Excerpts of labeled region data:
-.-.-
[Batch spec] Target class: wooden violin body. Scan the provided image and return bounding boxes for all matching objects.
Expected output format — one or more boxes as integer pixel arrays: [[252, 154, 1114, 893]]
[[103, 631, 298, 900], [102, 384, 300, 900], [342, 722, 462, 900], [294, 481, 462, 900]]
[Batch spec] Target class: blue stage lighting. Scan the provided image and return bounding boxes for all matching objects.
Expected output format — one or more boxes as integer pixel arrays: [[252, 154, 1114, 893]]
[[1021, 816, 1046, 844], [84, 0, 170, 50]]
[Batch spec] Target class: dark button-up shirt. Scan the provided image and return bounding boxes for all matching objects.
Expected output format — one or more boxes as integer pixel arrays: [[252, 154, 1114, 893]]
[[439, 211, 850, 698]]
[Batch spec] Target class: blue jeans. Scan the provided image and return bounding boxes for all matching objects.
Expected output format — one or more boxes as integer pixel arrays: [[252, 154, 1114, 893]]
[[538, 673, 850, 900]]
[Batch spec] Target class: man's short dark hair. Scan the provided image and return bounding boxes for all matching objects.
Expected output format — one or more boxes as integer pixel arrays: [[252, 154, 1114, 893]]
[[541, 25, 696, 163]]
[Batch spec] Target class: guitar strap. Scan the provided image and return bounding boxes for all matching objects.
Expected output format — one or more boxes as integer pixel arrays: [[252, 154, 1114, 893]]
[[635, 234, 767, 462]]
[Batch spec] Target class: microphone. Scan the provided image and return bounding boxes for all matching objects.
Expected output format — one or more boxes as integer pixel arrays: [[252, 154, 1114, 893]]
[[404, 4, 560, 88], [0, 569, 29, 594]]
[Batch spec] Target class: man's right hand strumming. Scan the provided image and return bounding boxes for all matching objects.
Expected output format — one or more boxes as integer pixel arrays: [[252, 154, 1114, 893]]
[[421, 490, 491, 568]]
-.-.-
Could you quote everything in the entries above, from the line containing "[Batch spec] Target class: man's short" down through the final line, word for word?

[Batch spec] Target class: man's short dark hair. Scan the provided image and return bounding boxes for all matching objects.
Expected output format — one or more boxes as integer pixel arrays: [[252, 154, 1114, 893]]
[[541, 25, 696, 163]]
[Batch spec] Target class: guitar strap. Scan the provided image and return bounding boxes for all matching objects.
Expected output format — one or more boxes as integer pixel arrays: [[252, 154, 1114, 893]]
[[635, 234, 767, 462]]
[Batch spec] Target class: microphone. Scan the provided image and return bounding boxes for all matching objects.
Expected output format — one or more boxes as integer pixel arrays: [[252, 154, 1114, 893]]
[[404, 4, 560, 88], [0, 569, 29, 594]]
[Batch spec] Target class: man's right hand strumming. Scan the provided image and return bounding boxes for all matching objects.
Expected output format — one or more boxes as integer pixel arrays: [[252, 154, 1114, 893]]
[[421, 490, 491, 568]]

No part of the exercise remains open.